EXERCISE REQUIREMENTS:
1: List every political party named in the Ran Cohen biography.
2: Write the next part of the Ran Cohen biography, picking up after its last sentence.

** Opening TEXT SHOWN block **

Faction represented in the Knesset
- 1984–1992: Ratz
- 1992–2009: Meretz

Personal details
- Born: Said Cohen 20 June 1937 (age 89) Baghdad, Iraq

= Ran Cohen =

Israeli politician (born 1937)

Ran Cohen (born 20 June 1937) is an Israeli politician and former Knesset member for Meretz.

==Biography==
Said Cohen (later Ran Cohen) was born in Baghdad, Iraq. At the age of 13, he immigrated to Israel through Iran. He Hebraized his first name after his arrival in Israel, renaming himself "Ran". He grew up in kibbutz Gan Shmuel, where he absorbed socialist and Zionist ideologies. During his military service he rose to the rank of colonel (Aluf Mishne). After the military he obtained a B.A. in philosophy and economics at Tel Aviv University.

Cohen is a resident of Mevaseret Zion. He is married and has four children.

==Political career==
In 1970 he was elected as Secretary of Kibbutz Gan Shmuel.

In 1984 he was first elected to the Knesset as a member of Ratz (headed by Shulamit Aloni) after he headed the Left Camp of Israel peace movement.

Starting in 1992, he served as a member of Meretz, a dovish left wing party which resulted from the merger of Mapam, Ratz and Shinui. He was Minister of Industry and Trade in Ehud Barak's government. He headed several Knesset committees, including the Security and Foreign Affairs committee.

** Closing TEXT SHOWN block **
** Opening MATERIAL PROVIDED block **

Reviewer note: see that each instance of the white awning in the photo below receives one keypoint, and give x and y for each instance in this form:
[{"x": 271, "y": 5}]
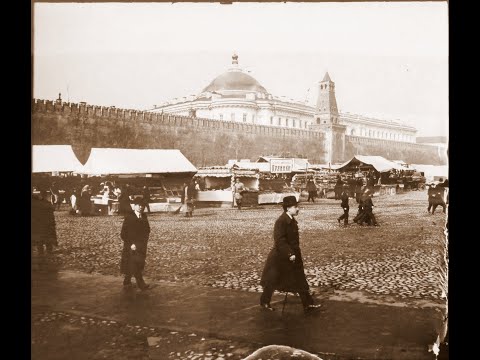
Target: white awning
[
  {"x": 54, "y": 158},
  {"x": 113, "y": 161}
]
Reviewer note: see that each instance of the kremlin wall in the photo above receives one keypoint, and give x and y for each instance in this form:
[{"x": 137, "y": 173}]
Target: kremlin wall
[{"x": 206, "y": 142}]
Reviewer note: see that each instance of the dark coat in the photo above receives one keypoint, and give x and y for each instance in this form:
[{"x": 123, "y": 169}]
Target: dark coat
[
  {"x": 191, "y": 193},
  {"x": 134, "y": 231},
  {"x": 344, "y": 198},
  {"x": 43, "y": 229},
  {"x": 279, "y": 272}
]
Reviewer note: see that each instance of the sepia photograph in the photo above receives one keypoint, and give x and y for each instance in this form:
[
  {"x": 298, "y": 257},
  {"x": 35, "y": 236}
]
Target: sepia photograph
[{"x": 239, "y": 180}]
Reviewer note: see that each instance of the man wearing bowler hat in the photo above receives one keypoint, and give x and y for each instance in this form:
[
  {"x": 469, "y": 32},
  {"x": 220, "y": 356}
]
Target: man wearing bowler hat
[
  {"x": 283, "y": 269},
  {"x": 135, "y": 233}
]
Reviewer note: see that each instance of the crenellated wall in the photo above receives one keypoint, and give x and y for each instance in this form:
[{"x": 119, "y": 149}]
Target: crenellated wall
[{"x": 203, "y": 141}]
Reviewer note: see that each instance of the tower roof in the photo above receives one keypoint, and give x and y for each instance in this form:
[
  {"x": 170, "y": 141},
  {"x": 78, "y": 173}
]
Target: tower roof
[
  {"x": 326, "y": 77},
  {"x": 235, "y": 79}
]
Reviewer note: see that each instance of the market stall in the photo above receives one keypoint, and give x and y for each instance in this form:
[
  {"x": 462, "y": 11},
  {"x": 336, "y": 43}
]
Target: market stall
[
  {"x": 275, "y": 177},
  {"x": 215, "y": 184},
  {"x": 55, "y": 164},
  {"x": 374, "y": 171},
  {"x": 161, "y": 172}
]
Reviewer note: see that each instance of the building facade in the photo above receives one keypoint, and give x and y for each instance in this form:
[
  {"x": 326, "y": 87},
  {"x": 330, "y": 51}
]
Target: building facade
[{"x": 238, "y": 97}]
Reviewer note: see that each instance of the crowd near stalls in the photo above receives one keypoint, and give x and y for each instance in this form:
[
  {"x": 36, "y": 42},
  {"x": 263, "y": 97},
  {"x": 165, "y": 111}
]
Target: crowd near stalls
[
  {"x": 217, "y": 186},
  {"x": 323, "y": 177},
  {"x": 275, "y": 176},
  {"x": 55, "y": 172},
  {"x": 157, "y": 175}
]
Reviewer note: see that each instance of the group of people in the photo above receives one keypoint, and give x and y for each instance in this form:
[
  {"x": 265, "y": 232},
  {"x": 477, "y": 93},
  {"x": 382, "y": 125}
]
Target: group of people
[
  {"x": 283, "y": 270},
  {"x": 436, "y": 193},
  {"x": 365, "y": 208}
]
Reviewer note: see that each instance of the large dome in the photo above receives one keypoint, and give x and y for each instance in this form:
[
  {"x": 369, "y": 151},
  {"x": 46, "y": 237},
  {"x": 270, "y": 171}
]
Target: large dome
[{"x": 234, "y": 79}]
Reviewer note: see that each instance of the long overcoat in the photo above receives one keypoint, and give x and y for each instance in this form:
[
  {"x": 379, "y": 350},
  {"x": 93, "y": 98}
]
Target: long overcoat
[
  {"x": 134, "y": 231},
  {"x": 279, "y": 272},
  {"x": 43, "y": 228}
]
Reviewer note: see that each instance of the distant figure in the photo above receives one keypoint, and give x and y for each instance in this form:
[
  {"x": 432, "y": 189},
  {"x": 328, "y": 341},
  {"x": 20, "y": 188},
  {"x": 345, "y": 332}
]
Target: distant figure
[
  {"x": 345, "y": 208},
  {"x": 283, "y": 269},
  {"x": 435, "y": 198},
  {"x": 124, "y": 207},
  {"x": 312, "y": 190},
  {"x": 55, "y": 196},
  {"x": 338, "y": 188},
  {"x": 189, "y": 195},
  {"x": 146, "y": 198},
  {"x": 43, "y": 228},
  {"x": 85, "y": 205},
  {"x": 238, "y": 188},
  {"x": 135, "y": 233},
  {"x": 74, "y": 202}
]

** Closing MATERIAL PROVIDED block **

EXPECTED RESPONSES:
1: Ratz, Meretz, Mapam, Shinui

2:
Cohen is most identified with "Law of Public Housing", which allowed residents of houses supplied by the state to assume ownership on the house. He also pass a law regulating minimum wage.

After Meretz merged with Yossi Beilin's Shahar Movement and renamed itself Yachad in 2004, Cohen ran for the chairmanship of the new party, but lost to Beilin. Supporters of Cohen blamed his defeat on anti-Mizrahi racism within the party and pointed out that he was the only non-Ashkenazi to reach a senior position within it.

On 1 November 2008, following Beilin's resignation, he announced his intention to retire from political life and not to seek a spot on the party's list ahead of the upcoming general elections. He said "I want to start chapter three of my life, to do things for my soul: writing, lecturing, taking part in social and public initiatives that interest me".

==Public service career==
In 2011, Cohen was elected Chairman of the Standards Institution of Israel (SII).